WRITTEN EXERCISE:
Quote exactly, and only, the lines from the one with "Task: mark each instance of the railing" through the end of the listing.

▽

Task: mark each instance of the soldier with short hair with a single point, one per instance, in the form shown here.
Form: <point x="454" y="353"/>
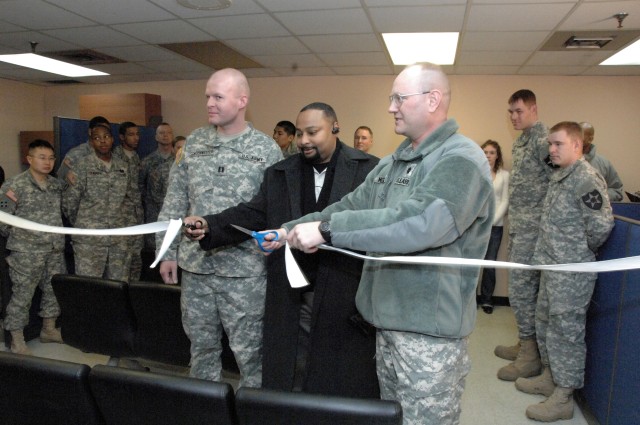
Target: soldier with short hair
<point x="103" y="197"/>
<point x="129" y="134"/>
<point x="222" y="165"/>
<point x="35" y="256"/>
<point x="154" y="177"/>
<point x="528" y="184"/>
<point x="576" y="220"/>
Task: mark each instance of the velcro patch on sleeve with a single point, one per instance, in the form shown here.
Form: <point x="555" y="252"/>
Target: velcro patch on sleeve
<point x="593" y="200"/>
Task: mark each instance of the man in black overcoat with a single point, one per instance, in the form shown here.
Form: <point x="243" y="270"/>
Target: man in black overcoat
<point x="314" y="338"/>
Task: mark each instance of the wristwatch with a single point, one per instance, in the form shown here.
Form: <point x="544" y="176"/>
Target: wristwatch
<point x="325" y="231"/>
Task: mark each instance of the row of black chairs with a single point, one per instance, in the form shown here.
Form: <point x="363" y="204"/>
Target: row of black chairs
<point x="53" y="392"/>
<point x="123" y="320"/>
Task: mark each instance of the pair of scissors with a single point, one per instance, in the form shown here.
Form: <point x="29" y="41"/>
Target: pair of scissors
<point x="258" y="236"/>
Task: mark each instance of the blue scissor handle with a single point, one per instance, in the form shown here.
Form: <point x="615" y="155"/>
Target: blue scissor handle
<point x="259" y="236"/>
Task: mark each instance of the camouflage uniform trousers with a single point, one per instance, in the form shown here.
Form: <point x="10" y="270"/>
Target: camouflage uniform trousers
<point x="27" y="271"/>
<point x="425" y="374"/>
<point x="108" y="262"/>
<point x="561" y="317"/>
<point x="211" y="302"/>
<point x="135" y="251"/>
<point x="523" y="284"/>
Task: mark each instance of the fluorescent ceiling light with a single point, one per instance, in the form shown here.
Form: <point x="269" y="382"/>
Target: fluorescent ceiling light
<point x="630" y="55"/>
<point x="408" y="48"/>
<point x="42" y="63"/>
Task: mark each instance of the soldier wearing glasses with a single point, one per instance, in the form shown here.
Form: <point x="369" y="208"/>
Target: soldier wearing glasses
<point x="102" y="197"/>
<point x="35" y="256"/>
<point x="432" y="197"/>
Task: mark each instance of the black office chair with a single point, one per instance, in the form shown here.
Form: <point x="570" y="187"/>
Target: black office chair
<point x="132" y="397"/>
<point x="37" y="391"/>
<point x="257" y="407"/>
<point x="96" y="315"/>
<point x="160" y="335"/>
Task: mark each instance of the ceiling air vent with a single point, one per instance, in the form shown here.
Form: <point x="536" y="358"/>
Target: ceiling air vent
<point x="574" y="42"/>
<point x="62" y="82"/>
<point x="83" y="57"/>
<point x="579" y="41"/>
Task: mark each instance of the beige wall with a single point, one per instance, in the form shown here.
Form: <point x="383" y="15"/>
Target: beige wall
<point x="21" y="108"/>
<point x="611" y="104"/>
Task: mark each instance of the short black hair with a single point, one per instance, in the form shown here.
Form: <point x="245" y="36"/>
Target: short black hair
<point x="288" y="127"/>
<point x="39" y="143"/>
<point x="98" y="120"/>
<point x="527" y="97"/>
<point x="321" y="106"/>
<point x="124" y="127"/>
<point x="177" y="139"/>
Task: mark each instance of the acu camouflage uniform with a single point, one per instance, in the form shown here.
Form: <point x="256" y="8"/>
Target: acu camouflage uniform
<point x="224" y="286"/>
<point x="72" y="157"/>
<point x="35" y="256"/>
<point x="153" y="180"/>
<point x="527" y="188"/>
<point x="102" y="198"/>
<point x="576" y="220"/>
<point x="136" y="216"/>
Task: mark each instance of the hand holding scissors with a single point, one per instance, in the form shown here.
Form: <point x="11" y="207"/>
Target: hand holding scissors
<point x="259" y="236"/>
<point x="195" y="227"/>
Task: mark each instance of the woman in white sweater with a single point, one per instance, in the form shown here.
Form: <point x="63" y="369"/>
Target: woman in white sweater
<point x="500" y="177"/>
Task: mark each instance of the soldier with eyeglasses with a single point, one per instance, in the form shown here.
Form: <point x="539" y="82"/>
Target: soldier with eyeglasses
<point x="432" y="197"/>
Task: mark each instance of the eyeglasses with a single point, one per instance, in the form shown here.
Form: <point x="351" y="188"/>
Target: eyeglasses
<point x="397" y="99"/>
<point x="101" y="138"/>
<point x="43" y="158"/>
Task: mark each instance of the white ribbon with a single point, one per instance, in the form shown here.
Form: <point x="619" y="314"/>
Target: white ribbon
<point x="172" y="227"/>
<point x="295" y="275"/>
<point x="628" y="263"/>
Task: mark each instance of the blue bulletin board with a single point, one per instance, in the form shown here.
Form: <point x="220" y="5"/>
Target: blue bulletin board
<point x="70" y="132"/>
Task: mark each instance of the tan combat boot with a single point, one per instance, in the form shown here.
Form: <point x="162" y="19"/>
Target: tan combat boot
<point x="507" y="352"/>
<point x="542" y="384"/>
<point x="527" y="363"/>
<point x="558" y="406"/>
<point x="49" y="332"/>
<point x="18" y="345"/>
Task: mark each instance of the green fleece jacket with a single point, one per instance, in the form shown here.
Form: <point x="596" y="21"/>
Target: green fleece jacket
<point x="434" y="201"/>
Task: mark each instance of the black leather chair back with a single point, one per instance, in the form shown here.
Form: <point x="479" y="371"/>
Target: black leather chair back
<point x="37" y="391"/>
<point x="96" y="314"/>
<point x="257" y="407"/>
<point x="160" y="335"/>
<point x="132" y="397"/>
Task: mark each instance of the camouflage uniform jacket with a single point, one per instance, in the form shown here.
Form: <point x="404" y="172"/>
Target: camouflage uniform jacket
<point x="576" y="216"/>
<point x="25" y="198"/>
<point x="605" y="168"/>
<point x="137" y="215"/>
<point x="101" y="198"/>
<point x="212" y="176"/>
<point x="72" y="157"/>
<point x="529" y="178"/>
<point x="153" y="180"/>
<point x="434" y="201"/>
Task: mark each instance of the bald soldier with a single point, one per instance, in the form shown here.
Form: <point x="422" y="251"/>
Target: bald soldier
<point x="222" y="165"/>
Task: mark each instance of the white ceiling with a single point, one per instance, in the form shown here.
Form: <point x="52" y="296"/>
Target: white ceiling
<point x="309" y="37"/>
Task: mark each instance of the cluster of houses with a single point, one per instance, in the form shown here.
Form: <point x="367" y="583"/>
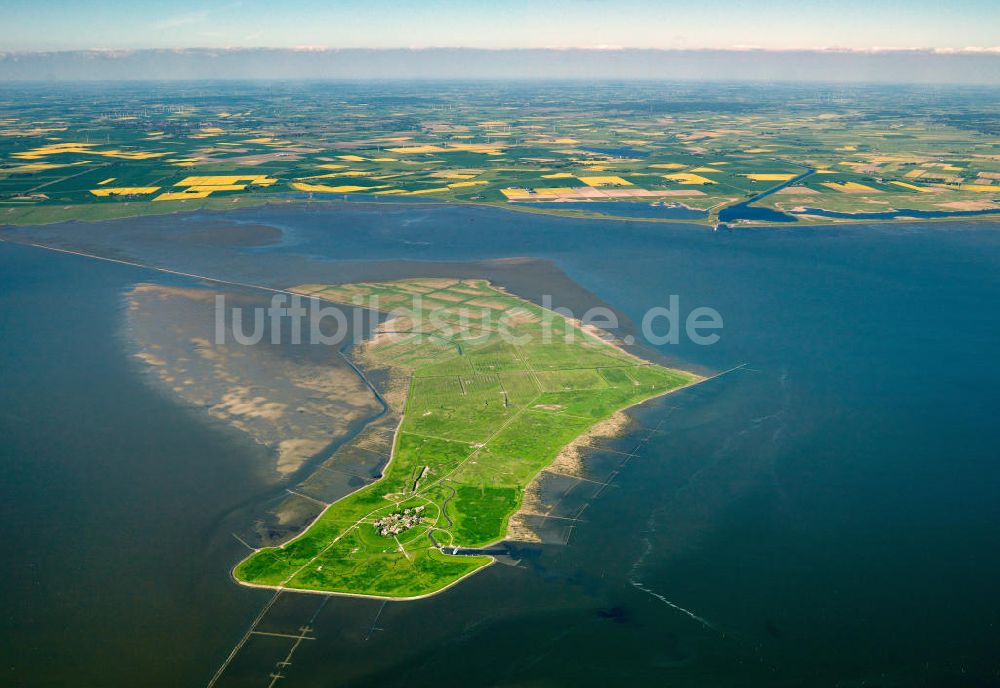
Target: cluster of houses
<point x="401" y="521"/>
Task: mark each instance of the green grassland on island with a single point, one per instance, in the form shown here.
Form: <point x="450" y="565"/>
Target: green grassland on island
<point x="490" y="388"/>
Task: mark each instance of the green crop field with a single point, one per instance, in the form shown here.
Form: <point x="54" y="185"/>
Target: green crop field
<point x="601" y="151"/>
<point x="495" y="387"/>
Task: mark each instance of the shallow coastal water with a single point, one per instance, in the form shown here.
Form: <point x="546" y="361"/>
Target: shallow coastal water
<point x="827" y="515"/>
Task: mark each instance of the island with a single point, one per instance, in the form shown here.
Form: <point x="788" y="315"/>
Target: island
<point x="489" y="389"/>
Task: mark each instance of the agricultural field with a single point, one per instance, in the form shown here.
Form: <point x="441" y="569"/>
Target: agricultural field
<point x="489" y="389"/>
<point x="560" y="149"/>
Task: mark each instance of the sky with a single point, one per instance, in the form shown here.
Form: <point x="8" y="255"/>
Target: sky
<point x="946" y="25"/>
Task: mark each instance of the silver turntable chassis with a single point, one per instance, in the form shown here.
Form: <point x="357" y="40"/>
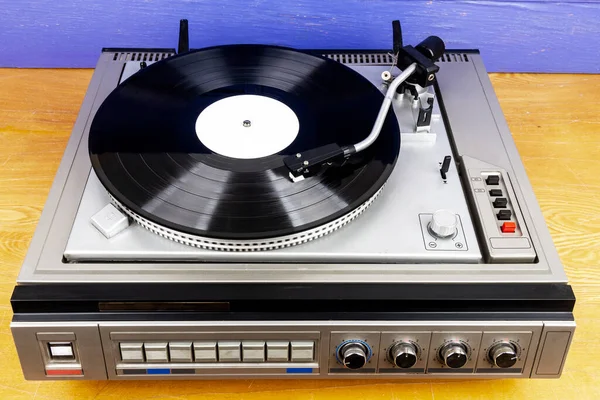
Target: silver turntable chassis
<point x="504" y="310"/>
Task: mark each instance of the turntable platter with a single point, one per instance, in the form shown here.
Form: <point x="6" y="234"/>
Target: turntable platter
<point x="195" y="143"/>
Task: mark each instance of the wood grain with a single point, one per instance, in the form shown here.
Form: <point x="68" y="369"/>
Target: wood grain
<point x="556" y="126"/>
<point x="514" y="35"/>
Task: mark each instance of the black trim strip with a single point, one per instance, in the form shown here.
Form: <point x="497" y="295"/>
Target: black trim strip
<point x="304" y="316"/>
<point x="294" y="298"/>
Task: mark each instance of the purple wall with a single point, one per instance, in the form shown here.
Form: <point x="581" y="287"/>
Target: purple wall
<point x="524" y="35"/>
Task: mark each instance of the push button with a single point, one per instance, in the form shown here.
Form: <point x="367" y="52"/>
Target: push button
<point x="253" y="351"/>
<point x="61" y="350"/>
<point x="508" y="227"/>
<point x="504" y="215"/>
<point x="500" y="202"/>
<point x="205" y="351"/>
<point x="156" y="352"/>
<point x="180" y="351"/>
<point x="230" y="351"/>
<point x="132" y="352"/>
<point x="278" y="351"/>
<point x="303" y="351"/>
<point x="492" y="180"/>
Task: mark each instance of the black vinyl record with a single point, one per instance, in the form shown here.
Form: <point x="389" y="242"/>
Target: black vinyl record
<point x="146" y="151"/>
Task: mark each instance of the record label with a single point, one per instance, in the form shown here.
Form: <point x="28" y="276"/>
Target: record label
<point x="247" y="126"/>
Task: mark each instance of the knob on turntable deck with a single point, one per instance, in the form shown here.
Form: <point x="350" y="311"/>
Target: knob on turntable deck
<point x="145" y="148"/>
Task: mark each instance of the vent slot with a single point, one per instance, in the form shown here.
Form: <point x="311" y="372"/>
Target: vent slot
<point x="140" y="56"/>
<point x="386" y="59"/>
<point x="361" y="58"/>
<point x="454" y="57"/>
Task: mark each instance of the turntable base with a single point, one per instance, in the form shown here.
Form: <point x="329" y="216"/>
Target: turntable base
<point x="45" y="103"/>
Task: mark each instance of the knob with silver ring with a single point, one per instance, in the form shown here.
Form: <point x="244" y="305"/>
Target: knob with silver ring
<point x="354" y="354"/>
<point x="503" y="355"/>
<point x="443" y="224"/>
<point x="403" y="354"/>
<point x="454" y="355"/>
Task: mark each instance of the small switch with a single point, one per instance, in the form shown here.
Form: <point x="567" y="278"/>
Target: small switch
<point x="132" y="352"/>
<point x="110" y="221"/>
<point x="492" y="180"/>
<point x="205" y="351"/>
<point x="180" y="351"/>
<point x="278" y="351"/>
<point x="156" y="352"/>
<point x="500" y="202"/>
<point x="303" y="351"/>
<point x="253" y="351"/>
<point x="504" y="215"/>
<point x="230" y="351"/>
<point x="509" y="227"/>
<point x="61" y="350"/>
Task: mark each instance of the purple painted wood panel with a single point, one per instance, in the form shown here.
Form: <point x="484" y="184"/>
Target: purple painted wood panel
<point x="524" y="35"/>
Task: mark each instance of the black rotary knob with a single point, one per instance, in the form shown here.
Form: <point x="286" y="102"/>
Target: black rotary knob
<point x="503" y="355"/>
<point x="454" y="355"/>
<point x="403" y="355"/>
<point x="354" y="355"/>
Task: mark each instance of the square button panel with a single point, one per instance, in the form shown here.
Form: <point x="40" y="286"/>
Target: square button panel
<point x="61" y="350"/>
<point x="180" y="351"/>
<point x="205" y="351"/>
<point x="278" y="351"/>
<point x="230" y="351"/>
<point x="156" y="352"/>
<point x="132" y="352"/>
<point x="253" y="351"/>
<point x="302" y="351"/>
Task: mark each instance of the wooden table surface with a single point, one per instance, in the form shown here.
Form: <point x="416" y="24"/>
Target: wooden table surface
<point x="555" y="121"/>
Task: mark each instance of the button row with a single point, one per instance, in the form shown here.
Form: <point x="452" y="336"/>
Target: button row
<point x="222" y="351"/>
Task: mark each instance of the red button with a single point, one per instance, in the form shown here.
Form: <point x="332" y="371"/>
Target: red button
<point x="64" y="372"/>
<point x="508" y="227"/>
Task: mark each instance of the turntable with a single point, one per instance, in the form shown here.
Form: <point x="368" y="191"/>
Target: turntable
<point x="258" y="211"/>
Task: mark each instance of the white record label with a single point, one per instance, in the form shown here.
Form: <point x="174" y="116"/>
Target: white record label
<point x="247" y="126"/>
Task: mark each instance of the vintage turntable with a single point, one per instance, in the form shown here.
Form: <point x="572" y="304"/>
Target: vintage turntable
<point x="258" y="211"/>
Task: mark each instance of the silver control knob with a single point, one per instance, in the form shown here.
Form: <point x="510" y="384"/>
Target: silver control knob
<point x="354" y="355"/>
<point x="443" y="223"/>
<point x="503" y="355"/>
<point x="403" y="355"/>
<point x="454" y="355"/>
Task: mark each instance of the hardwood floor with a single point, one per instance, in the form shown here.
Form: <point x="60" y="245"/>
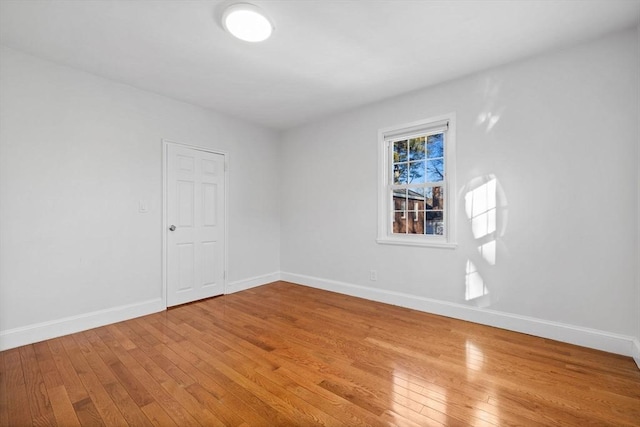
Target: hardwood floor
<point x="284" y="354"/>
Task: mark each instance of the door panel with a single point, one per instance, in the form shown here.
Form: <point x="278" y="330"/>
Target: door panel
<point x="195" y="206"/>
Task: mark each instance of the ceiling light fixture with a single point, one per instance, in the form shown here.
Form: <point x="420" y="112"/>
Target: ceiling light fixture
<point x="247" y="22"/>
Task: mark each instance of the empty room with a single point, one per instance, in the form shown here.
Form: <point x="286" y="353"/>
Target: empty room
<point x="319" y="212"/>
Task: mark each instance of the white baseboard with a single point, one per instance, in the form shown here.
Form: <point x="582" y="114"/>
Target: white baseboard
<point x="636" y="352"/>
<point x="252" y="282"/>
<point x="30" y="334"/>
<point x="577" y="335"/>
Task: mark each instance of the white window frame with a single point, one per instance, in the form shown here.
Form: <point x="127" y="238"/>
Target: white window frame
<point x="385" y="165"/>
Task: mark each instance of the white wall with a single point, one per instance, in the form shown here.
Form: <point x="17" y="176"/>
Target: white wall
<point x="564" y="152"/>
<point x="77" y="153"/>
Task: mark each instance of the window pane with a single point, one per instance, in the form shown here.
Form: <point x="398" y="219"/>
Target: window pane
<point x="400" y="151"/>
<point x="435" y="170"/>
<point x="434" y="223"/>
<point x="399" y="222"/>
<point x="417" y="149"/>
<point x="400" y="200"/>
<point x="435" y="198"/>
<point x="435" y="146"/>
<point x="417" y="172"/>
<point x="400" y="173"/>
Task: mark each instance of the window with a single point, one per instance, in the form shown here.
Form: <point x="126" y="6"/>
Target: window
<point x="416" y="184"/>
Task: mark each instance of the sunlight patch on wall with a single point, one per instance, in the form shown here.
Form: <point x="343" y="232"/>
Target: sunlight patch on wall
<point x="474" y="283"/>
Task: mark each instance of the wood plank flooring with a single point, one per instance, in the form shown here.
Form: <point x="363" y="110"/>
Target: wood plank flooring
<point x="289" y="355"/>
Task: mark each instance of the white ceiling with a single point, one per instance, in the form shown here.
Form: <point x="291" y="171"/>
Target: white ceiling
<point x="325" y="56"/>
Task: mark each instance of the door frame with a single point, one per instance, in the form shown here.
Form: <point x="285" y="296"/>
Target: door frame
<point x="165" y="210"/>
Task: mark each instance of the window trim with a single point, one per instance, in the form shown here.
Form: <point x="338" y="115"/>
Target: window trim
<point x="385" y="135"/>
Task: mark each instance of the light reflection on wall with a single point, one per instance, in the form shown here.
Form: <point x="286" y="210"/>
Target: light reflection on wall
<point x="485" y="204"/>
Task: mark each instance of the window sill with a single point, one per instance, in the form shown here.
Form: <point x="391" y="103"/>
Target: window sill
<point x="416" y="242"/>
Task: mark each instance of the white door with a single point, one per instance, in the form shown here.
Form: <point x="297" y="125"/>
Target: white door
<point x="195" y="224"/>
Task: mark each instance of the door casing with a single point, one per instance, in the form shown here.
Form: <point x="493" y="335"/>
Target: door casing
<point x="165" y="210"/>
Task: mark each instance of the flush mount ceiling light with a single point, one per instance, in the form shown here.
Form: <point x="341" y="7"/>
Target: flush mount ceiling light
<point x="247" y="22"/>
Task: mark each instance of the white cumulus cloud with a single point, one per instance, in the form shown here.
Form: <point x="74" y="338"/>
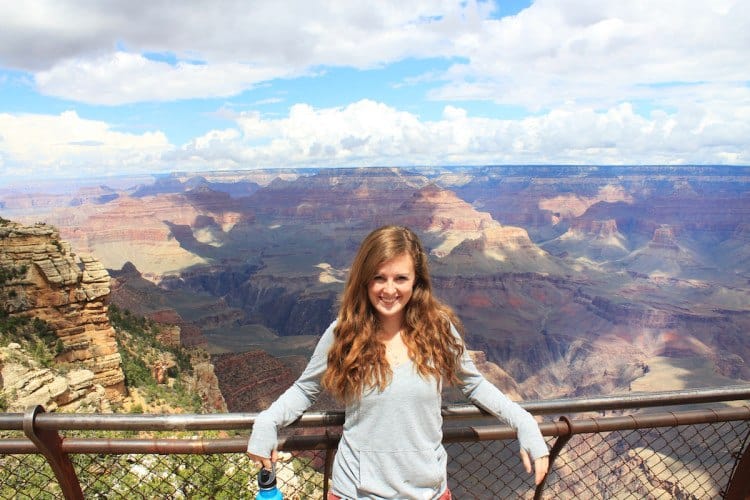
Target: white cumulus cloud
<point x="68" y="145"/>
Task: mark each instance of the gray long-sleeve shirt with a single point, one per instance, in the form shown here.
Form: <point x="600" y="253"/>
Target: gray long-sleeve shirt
<point x="391" y="446"/>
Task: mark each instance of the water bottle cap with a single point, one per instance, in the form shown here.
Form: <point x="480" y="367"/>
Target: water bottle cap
<point x="266" y="479"/>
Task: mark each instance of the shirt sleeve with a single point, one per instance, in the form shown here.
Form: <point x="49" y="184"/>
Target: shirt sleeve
<point x="484" y="394"/>
<point x="293" y="402"/>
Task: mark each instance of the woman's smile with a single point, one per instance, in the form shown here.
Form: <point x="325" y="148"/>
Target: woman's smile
<point x="390" y="289"/>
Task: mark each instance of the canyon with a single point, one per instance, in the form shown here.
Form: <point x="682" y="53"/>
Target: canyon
<point x="571" y="280"/>
<point x="68" y="292"/>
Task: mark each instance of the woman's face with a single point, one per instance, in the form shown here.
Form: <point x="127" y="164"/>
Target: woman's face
<point x="390" y="290"/>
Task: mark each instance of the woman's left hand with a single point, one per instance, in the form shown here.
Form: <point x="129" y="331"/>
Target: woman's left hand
<point x="541" y="465"/>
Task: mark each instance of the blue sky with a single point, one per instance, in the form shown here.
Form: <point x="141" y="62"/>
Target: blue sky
<point x="153" y="86"/>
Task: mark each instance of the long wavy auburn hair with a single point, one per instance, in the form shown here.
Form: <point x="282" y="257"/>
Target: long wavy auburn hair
<point x="356" y="360"/>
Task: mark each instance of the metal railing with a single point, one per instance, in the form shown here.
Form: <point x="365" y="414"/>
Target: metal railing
<point x="678" y="444"/>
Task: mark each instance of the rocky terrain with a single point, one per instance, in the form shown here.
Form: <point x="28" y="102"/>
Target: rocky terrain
<point x="67" y="291"/>
<point x="572" y="279"/>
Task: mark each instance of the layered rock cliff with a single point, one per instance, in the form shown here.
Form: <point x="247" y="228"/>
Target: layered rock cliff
<point x="69" y="293"/>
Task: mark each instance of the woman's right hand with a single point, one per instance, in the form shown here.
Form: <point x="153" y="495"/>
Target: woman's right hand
<point x="265" y="462"/>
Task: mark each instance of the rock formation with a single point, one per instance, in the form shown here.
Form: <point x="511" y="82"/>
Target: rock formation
<point x="67" y="291"/>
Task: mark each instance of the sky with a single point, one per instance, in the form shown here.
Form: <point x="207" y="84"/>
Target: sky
<point x="99" y="88"/>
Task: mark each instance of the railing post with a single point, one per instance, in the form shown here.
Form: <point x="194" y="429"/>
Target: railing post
<point x="739" y="483"/>
<point x="49" y="443"/>
<point x="328" y="466"/>
<point x="561" y="441"/>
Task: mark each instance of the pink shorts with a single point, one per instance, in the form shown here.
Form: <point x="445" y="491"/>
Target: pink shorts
<point x="444" y="496"/>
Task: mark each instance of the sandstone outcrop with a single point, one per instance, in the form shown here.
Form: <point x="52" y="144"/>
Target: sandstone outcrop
<point x="67" y="291"/>
<point x="251" y="381"/>
<point x="29" y="384"/>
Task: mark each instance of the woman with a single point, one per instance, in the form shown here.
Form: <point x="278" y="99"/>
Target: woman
<point x="386" y="357"/>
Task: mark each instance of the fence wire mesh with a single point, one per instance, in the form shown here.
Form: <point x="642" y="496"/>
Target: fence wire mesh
<point x="27" y="477"/>
<point x="685" y="462"/>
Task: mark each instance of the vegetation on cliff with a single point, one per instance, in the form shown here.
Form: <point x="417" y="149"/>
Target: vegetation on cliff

△

ANSWER TO THIS TASK:
Task: mark each instance of the railing post with a single point, one per instance, in the form shown here.
Form: <point x="194" y="429"/>
Target: railing post
<point x="739" y="483"/>
<point x="49" y="443"/>
<point x="328" y="466"/>
<point x="561" y="441"/>
Task: mark each instance of the pink shorts with a single point, one per instance, in the form shown here.
Form: <point x="445" y="491"/>
Target: pink shorts
<point x="444" y="496"/>
Task: mark each instance of the sandstone outcrop with a single point, one per instance, in the form shown here.
Form: <point x="52" y="144"/>
Target: sandstone outcrop
<point x="67" y="291"/>
<point x="251" y="381"/>
<point x="29" y="384"/>
Task: mark each instance of the woman with a single point, one per instance, in the form shown here.
Form: <point x="278" y="99"/>
Target: woman
<point x="386" y="357"/>
Task: mark each instance of the fence wire mesh with a single point, one per instance, in the form shown here.
Form: <point x="642" y="496"/>
Target: fence wire mesh
<point x="27" y="477"/>
<point x="685" y="462"/>
Task: mark each instance of the vegetation on cliff with a single point, one per instance, in the form shown here.
Form: <point x="417" y="149"/>
Target: vegetation on cliff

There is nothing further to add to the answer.